-- Arbeitsanweisung --
Gib nur die Anzahl der Zeilen im folgenden Material an, die das Wort „beak“ enthalten.

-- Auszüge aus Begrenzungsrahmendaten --
+===+

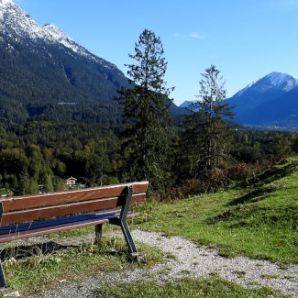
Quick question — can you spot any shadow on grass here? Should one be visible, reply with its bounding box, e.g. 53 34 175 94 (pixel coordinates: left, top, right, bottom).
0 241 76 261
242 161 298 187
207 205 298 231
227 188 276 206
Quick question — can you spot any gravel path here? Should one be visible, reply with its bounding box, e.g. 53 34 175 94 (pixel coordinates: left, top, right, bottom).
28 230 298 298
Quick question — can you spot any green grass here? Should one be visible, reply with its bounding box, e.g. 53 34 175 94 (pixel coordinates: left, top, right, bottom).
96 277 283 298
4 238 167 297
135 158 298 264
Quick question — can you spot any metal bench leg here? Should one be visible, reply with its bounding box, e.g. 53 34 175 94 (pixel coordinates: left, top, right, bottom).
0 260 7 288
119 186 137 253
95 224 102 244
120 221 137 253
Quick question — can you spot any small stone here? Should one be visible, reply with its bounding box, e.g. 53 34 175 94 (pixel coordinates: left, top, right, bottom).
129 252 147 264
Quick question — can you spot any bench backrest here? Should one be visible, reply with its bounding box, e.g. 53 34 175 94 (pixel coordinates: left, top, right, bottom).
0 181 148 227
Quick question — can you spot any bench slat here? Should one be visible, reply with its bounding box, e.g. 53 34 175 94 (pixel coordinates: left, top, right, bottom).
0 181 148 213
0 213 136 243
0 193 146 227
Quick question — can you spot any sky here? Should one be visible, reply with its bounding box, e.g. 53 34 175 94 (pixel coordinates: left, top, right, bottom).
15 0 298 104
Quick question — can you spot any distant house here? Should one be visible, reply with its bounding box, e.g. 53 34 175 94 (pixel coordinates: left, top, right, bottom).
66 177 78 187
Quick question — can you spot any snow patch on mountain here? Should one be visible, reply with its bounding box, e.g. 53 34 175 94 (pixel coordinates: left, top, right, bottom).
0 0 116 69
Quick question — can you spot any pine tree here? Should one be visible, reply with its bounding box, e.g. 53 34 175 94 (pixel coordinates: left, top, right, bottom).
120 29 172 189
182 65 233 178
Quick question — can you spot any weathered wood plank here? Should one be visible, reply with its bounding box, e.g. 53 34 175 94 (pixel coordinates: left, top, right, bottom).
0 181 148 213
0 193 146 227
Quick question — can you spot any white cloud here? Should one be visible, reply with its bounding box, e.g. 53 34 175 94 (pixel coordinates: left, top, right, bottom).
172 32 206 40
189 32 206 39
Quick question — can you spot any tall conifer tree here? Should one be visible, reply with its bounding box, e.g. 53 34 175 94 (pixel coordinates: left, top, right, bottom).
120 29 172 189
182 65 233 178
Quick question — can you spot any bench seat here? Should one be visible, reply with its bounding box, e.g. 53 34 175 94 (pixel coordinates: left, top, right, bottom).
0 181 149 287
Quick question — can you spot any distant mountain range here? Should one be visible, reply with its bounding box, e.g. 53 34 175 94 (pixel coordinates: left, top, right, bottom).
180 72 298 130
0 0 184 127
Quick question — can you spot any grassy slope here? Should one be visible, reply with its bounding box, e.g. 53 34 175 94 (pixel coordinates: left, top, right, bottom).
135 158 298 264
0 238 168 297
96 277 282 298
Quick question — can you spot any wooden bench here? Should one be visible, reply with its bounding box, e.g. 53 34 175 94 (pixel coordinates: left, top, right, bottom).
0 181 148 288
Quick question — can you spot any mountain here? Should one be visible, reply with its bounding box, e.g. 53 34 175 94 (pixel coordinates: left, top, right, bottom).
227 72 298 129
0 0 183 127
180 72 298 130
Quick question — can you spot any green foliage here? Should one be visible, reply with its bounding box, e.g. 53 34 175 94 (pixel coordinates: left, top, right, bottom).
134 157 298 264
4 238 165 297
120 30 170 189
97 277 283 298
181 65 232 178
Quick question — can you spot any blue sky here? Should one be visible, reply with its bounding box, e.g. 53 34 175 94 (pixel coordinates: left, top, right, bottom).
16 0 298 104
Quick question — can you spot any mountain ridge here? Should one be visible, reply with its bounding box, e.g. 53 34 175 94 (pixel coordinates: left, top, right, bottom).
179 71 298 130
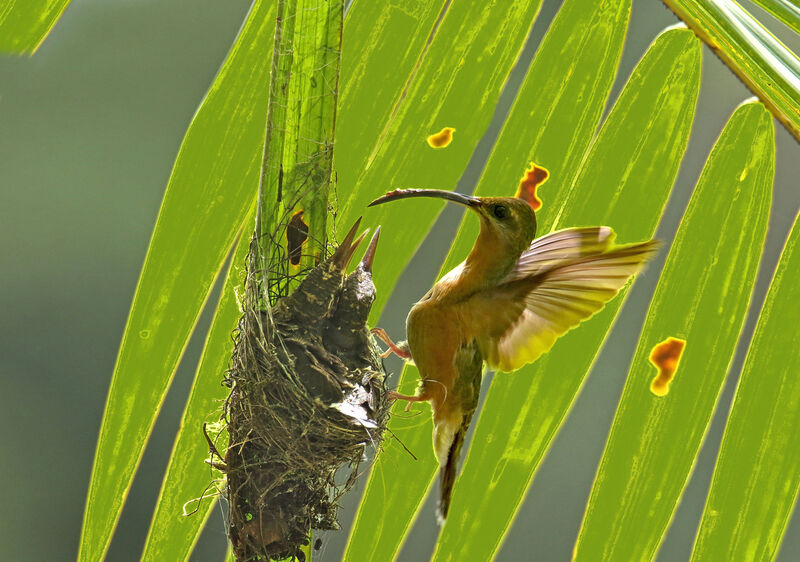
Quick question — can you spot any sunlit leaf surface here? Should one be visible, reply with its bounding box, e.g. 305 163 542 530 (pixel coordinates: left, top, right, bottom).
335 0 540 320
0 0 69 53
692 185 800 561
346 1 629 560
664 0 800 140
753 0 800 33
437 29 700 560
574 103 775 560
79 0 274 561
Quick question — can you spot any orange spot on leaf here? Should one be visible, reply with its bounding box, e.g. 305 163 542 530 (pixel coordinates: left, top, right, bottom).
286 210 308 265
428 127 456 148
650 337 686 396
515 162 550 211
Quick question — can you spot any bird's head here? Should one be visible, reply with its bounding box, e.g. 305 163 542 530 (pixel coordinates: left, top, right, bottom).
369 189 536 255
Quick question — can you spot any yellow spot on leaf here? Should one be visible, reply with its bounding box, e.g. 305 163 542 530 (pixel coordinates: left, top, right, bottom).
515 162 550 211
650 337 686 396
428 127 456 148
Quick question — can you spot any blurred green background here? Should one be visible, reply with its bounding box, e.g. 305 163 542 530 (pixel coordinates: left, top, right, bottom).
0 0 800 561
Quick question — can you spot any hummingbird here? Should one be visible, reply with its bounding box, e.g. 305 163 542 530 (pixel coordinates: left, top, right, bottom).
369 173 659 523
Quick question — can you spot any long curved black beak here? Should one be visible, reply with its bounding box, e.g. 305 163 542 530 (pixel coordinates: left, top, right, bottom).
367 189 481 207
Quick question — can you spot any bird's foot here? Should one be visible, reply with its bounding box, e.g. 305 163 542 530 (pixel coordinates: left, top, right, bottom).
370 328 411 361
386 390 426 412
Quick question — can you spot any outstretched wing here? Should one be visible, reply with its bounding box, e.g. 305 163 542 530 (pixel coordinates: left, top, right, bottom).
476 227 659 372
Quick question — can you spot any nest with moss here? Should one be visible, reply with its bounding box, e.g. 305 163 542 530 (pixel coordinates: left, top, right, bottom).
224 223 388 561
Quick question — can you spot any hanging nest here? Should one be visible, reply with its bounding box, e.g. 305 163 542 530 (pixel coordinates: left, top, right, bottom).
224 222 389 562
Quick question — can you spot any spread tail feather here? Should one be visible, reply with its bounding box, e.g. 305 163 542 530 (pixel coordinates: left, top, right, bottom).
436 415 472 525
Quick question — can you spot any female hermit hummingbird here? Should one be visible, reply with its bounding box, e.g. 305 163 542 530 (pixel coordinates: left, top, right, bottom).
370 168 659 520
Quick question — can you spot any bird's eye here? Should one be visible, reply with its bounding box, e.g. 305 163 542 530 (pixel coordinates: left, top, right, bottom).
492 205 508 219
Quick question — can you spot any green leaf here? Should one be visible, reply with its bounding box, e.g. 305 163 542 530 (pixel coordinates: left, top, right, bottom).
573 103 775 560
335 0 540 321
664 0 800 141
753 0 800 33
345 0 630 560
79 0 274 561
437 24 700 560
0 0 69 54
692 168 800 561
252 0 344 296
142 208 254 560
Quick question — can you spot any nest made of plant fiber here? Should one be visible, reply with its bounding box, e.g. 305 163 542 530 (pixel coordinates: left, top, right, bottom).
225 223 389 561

+===+

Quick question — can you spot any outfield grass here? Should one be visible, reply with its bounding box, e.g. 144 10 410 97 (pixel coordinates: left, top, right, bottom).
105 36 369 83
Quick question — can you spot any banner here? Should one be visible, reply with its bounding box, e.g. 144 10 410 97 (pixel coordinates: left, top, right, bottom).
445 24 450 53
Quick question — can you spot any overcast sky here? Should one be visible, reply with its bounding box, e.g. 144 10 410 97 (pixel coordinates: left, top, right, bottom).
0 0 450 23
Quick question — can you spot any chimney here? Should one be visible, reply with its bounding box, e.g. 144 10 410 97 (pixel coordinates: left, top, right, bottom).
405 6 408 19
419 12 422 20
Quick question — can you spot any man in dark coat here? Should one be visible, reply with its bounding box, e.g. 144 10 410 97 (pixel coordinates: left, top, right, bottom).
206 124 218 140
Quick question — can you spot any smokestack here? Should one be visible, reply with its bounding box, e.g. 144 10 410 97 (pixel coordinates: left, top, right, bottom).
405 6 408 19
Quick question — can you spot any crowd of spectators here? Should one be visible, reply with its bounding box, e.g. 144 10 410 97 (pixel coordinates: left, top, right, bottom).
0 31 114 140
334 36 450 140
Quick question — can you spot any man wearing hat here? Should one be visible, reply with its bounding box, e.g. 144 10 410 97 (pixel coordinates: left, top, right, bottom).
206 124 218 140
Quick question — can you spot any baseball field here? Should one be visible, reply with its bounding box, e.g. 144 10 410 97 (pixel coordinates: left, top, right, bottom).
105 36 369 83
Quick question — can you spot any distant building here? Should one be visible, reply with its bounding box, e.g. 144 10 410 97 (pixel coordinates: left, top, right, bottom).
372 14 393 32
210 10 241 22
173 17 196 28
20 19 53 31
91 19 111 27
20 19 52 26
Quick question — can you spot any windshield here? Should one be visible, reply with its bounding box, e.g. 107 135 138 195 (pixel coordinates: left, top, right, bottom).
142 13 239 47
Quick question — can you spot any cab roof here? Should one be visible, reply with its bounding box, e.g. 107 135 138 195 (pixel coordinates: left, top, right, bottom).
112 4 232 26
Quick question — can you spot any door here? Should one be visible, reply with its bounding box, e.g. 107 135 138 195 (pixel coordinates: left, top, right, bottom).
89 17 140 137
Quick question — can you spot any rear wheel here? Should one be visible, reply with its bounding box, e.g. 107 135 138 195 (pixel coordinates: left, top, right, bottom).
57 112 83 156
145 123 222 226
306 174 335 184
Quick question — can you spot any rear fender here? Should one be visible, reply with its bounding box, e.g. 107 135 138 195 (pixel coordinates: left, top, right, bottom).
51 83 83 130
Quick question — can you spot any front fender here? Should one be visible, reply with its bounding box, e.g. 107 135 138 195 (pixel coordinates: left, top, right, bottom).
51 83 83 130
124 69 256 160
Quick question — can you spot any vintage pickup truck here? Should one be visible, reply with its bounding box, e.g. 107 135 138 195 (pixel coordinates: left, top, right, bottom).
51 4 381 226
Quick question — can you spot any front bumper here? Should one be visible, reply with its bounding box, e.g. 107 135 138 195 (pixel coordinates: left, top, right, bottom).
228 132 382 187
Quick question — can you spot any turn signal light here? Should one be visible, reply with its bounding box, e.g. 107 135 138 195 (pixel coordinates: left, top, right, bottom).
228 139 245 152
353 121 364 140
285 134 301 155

+===+

-- Lösung --
1